- **Required tasks**
**1)** In the espresso setup thread, which machine did Lozzer87 upgrade to?
**2)** Rewrite the paragraph in the espresso setup thread that begins "Hi, being new to the forum" as a short bulleted list, keeping its main facts.

- **Text block**

# Upgraded



## Lozzer87 (Feb 12, 2015)

Hi, being new to the forum I thought I'd show my setup. I have gone down the same route as a lot of you seem to have and used to own a gaggia classic until the other day I upgraded to a simonelli Oscar. It's paired with an ascaso grinder although I'm looking to upgrade this at some point.


----------



## coffeechap (Apr 5, 2012)

Is that an elektros one?


----------



## CamV6 (Feb 7, 2012)

What grinder upgrade are you thinking of ?


----------



## Lozzer87 (Feb 12, 2015)

I got it from lagondola, unfortunately I saw the elektros one after I ordered, would of quite liked o e with all the mods already fitted. I'm not sure about grinder, been scouring the forum for advice but still not sure. At the moment my budget isn't great


----------



## Lozzer87 (Feb 12, 2015)

I quite like the look of the mignon but not sure how much of an upgrade it would be


----------



## mremanxx (Dec 30, 2014)

- **Material provided**
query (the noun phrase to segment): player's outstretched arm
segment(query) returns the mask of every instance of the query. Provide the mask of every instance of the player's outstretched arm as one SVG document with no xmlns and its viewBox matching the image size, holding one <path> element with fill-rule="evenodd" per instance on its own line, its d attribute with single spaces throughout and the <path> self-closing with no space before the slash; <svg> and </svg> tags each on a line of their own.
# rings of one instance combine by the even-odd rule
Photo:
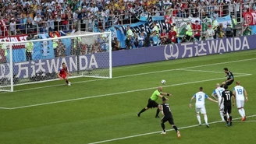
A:
<svg viewBox="0 0 256 144">
<path fill-rule="evenodd" d="M 190 99 L 190 107 L 192 108 L 192 101 L 194 99 L 194 97 L 193 96 Z"/>
<path fill-rule="evenodd" d="M 162 95 L 159 94 L 159 95 L 158 95 L 158 97 L 160 97 L 160 98 L 162 98 L 164 96 L 162 96 Z M 165 97 L 165 99 L 166 99 L 167 100 L 169 100 L 169 99 L 168 99 L 168 98 L 166 98 L 166 97 Z"/>
<path fill-rule="evenodd" d="M 62 77 L 60 76 L 59 72 L 58 72 L 57 76 L 58 76 L 58 77 L 59 77 L 60 79 L 63 79 L 63 78 L 62 78 Z"/>
<path fill-rule="evenodd" d="M 224 100 L 224 98 L 222 97 L 222 100 L 220 100 L 220 103 L 219 103 L 219 107 L 220 108 L 222 104 L 223 103 L 223 100 Z"/>
<path fill-rule="evenodd" d="M 236 97 L 234 97 L 234 95 L 232 95 L 232 102 L 233 102 L 233 106 L 235 106 L 235 100 L 236 100 Z"/>
<path fill-rule="evenodd" d="M 168 93 L 161 93 L 161 94 L 164 95 L 164 96 L 172 96 L 172 94 Z"/>
<path fill-rule="evenodd" d="M 211 97 L 208 97 L 207 99 L 209 100 L 211 100 L 211 101 L 212 101 L 212 102 L 219 103 L 219 101 L 215 100 L 212 99 Z"/>
<path fill-rule="evenodd" d="M 247 92 L 246 90 L 244 90 L 244 96 L 245 96 L 245 100 L 247 102 L 248 101 L 248 96 L 247 96 Z"/>
<path fill-rule="evenodd" d="M 69 72 L 68 70 L 66 70 L 66 74 L 68 74 L 69 76 L 72 76 L 72 74 L 71 74 L 71 73 L 69 73 Z"/>
</svg>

- **Answers to each task**
**1)** A Simonelli Oscar.

**2)**
- New to the forum and sharing a setup
- Previously owned a Gaggia Classic
- Recently upgraded to a Simonelli Oscar
- Uses an Ascaso grinder, with plans to upgrade it at some point